Excerpt from a dataset:

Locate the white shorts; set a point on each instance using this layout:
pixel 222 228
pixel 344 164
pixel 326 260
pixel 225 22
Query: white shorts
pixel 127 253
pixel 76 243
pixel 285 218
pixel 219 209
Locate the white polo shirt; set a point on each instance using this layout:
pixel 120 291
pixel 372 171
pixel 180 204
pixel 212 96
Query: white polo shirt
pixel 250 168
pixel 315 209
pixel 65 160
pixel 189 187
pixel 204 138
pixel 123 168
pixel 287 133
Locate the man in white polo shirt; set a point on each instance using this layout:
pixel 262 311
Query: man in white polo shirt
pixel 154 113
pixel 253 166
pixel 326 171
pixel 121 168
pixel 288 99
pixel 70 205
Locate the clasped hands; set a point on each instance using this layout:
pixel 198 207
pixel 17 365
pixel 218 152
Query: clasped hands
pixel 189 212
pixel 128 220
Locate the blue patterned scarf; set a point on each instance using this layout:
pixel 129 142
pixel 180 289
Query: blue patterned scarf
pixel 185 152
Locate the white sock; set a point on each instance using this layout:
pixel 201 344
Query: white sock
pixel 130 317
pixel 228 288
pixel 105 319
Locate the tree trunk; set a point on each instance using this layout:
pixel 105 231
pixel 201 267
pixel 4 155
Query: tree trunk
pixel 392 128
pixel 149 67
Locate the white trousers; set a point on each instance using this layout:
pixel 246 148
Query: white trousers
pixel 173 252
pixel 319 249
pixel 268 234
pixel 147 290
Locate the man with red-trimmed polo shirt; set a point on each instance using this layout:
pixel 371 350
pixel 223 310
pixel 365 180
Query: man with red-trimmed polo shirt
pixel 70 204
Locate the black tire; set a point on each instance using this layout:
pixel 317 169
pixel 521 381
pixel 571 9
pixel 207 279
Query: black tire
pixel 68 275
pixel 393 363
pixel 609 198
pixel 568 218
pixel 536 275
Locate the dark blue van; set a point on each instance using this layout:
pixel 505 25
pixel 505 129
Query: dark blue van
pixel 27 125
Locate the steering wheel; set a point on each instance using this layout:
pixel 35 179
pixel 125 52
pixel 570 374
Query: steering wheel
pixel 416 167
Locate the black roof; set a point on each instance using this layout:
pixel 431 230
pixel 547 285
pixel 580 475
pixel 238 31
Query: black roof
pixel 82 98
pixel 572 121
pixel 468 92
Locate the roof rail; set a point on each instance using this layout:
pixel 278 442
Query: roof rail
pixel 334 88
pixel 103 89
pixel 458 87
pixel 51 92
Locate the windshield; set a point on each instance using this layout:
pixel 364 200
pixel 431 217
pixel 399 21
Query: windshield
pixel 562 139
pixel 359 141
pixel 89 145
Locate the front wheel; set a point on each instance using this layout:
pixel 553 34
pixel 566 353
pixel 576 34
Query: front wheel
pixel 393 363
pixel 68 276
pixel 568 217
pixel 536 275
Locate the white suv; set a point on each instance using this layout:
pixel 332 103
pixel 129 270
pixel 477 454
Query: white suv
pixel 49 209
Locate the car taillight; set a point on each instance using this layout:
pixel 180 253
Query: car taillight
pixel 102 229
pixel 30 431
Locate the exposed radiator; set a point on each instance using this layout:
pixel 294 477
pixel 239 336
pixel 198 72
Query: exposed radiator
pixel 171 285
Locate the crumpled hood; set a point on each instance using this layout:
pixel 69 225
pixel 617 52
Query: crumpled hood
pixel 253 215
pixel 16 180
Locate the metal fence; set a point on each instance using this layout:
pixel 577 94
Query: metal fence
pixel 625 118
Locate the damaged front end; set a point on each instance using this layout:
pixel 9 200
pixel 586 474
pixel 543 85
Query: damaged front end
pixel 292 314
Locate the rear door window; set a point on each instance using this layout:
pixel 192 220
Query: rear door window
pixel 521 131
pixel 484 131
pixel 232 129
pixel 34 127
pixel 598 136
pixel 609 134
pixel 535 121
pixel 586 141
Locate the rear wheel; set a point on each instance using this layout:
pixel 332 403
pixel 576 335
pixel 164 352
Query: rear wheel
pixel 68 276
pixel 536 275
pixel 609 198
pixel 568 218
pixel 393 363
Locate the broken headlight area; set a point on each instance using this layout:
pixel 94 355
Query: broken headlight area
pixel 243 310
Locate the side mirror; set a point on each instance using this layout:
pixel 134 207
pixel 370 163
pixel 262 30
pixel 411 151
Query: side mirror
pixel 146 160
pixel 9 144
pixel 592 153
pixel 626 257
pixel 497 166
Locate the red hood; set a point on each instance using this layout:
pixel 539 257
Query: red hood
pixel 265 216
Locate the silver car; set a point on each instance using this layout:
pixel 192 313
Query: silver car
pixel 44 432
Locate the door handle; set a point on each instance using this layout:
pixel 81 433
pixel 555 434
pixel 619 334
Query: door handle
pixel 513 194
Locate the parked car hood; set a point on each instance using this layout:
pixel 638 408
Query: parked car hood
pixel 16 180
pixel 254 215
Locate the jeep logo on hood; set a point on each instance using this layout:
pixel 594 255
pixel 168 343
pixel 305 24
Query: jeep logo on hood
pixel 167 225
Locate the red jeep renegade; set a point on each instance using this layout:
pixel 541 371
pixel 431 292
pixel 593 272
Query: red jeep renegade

■ THE PROBLEM: Return all the lines of the records above unchanged, from the first line to the last.

■ PROBLEM SOLUTION:
Locate the white shorts; set a point on each instance using this layout:
pixel 222 228
pixel 344 164
pixel 326 260
pixel 225 22
Query: white shorts
pixel 127 253
pixel 76 243
pixel 285 218
pixel 219 209
Locate the white polo shirt; set a point on each instance using this layout:
pixel 120 291
pixel 372 171
pixel 180 204
pixel 212 96
Query: white polo shirt
pixel 250 168
pixel 315 209
pixel 65 160
pixel 189 187
pixel 204 138
pixel 123 168
pixel 287 133
Locate the man in white polo shirt; set a point on each instance using this layout:
pixel 262 311
Query: man in white polo shirt
pixel 154 113
pixel 253 166
pixel 326 171
pixel 121 168
pixel 288 99
pixel 70 205
Locate the clasped hands; set a point on each instance using this layout:
pixel 198 207
pixel 17 365
pixel 218 152
Query: clasped hands
pixel 189 212
pixel 128 220
Locate the blue patterned scarf; set a point on each instance using this layout:
pixel 129 142
pixel 180 289
Query: blue patterned scarf
pixel 185 152
Locate the white sock; set a point on each instance using this layout:
pixel 201 344
Query: white sock
pixel 130 317
pixel 228 288
pixel 105 319
Locate the tree trunk; set a point on each instance using this layout:
pixel 105 231
pixel 201 267
pixel 4 155
Query: tree trunk
pixel 392 128
pixel 149 67
Locate the white trousers; set a point on each instance using this layout:
pixel 246 148
Query: white trousers
pixel 173 252
pixel 319 249
pixel 268 234
pixel 147 290
Locate the man with red-trimmed polo shirt; set a point on each instance using this layout:
pixel 371 350
pixel 223 310
pixel 365 180
Query: man with red-trimmed polo shirt
pixel 70 204
Locate the black tire; set a point on each instance using this layout:
pixel 317 169
pixel 521 381
pixel 571 9
pixel 207 279
Query: black tire
pixel 68 275
pixel 393 363
pixel 609 198
pixel 568 218
pixel 536 275
Locate the dark blue van; set a point on each instance using this layout:
pixel 505 25
pixel 505 129
Query: dark blue van
pixel 27 125
Locate the steering wheel; set a point on each instance using this layout:
pixel 35 179
pixel 125 52
pixel 570 374
Query: steering wheel
pixel 416 167
Locate the black roof; set a point on each instance using this layout:
pixel 431 230
pixel 547 285
pixel 580 475
pixel 238 31
Query: black roof
pixel 82 98
pixel 572 121
pixel 468 92
Locate the roof rail; set a point on each instance using this layout:
pixel 278 442
Query: roof rail
pixel 334 88
pixel 103 89
pixel 458 87
pixel 51 92
Locate the windshield; set a point on each instance using this layout:
pixel 364 200
pixel 431 217
pixel 399 21
Query: windshield
pixel 562 139
pixel 359 141
pixel 89 145
Locate the front wheel; set a point on each instance using this layout:
pixel 553 34
pixel 566 353
pixel 576 34
Query: front wheel
pixel 393 363
pixel 68 276
pixel 568 217
pixel 536 275
Locate the white suv; set a point on each instance using this layout:
pixel 332 103
pixel 129 270
pixel 477 454
Query: white suv
pixel 49 209
Locate the car taillight; set a point on each instance using this layout:
pixel 180 253
Query: car taillight
pixel 102 229
pixel 30 431
Locate the exposed radiator; set a point on each instance using this layout:
pixel 294 477
pixel 239 336
pixel 198 72
Query: exposed radiator
pixel 171 285
Locate the crumpled hood; set a point on each instance using this layout:
pixel 69 225
pixel 617 52
Query: crumpled hood
pixel 253 215
pixel 16 180
Locate the metal fence; set a point on each instance using this layout:
pixel 577 94
Query: metal fence
pixel 625 118
Locate the damaged front end; set a point on each instance using this layout:
pixel 9 200
pixel 586 474
pixel 543 85
Query: damaged front end
pixel 292 314
Locate the rear door window; set a point on each instance using this layout:
pixel 192 220
Query: rear door window
pixel 521 131
pixel 484 131
pixel 232 129
pixel 34 127
pixel 598 136
pixel 609 134
pixel 535 121
pixel 586 141
Locate the rear wheel; set a point on each instance using this layout:
pixel 332 403
pixel 576 335
pixel 164 352
Query: rear wheel
pixel 68 276
pixel 536 275
pixel 609 198
pixel 568 218
pixel 393 363
Locate the broken headlight area; set a point on each instance using this layout:
pixel 94 355
Query: broken headlight area
pixel 243 310
Locate the side mirror; set a point on each instance using this layout:
pixel 134 207
pixel 370 163
pixel 262 30
pixel 411 151
Query: side mirror
pixel 146 160
pixel 9 144
pixel 592 153
pixel 626 257
pixel 497 166
Locate the red hood; set a point on each instance using this layout:
pixel 539 257
Query: red hood
pixel 265 216
Locate the silver car; set a point on each instance using this layout:
pixel 192 313
Query: silver car
pixel 44 432
Locate the door handle; set a point on each instance using this layout:
pixel 81 433
pixel 555 434
pixel 619 334
Query: door handle
pixel 513 194
Locate the parked car hood; set a point on each instance using this layout:
pixel 638 408
Query: parked car hood
pixel 16 180
pixel 254 215
Locate the jeep logo on hood; set a point on each instance using this layout:
pixel 594 255
pixel 168 343
pixel 305 24
Query: jeep logo on hood
pixel 167 225
Locate the red jeep renegade; set a point on each instance using this layout:
pixel 541 371
pixel 431 292
pixel 593 272
Query: red jeep renegade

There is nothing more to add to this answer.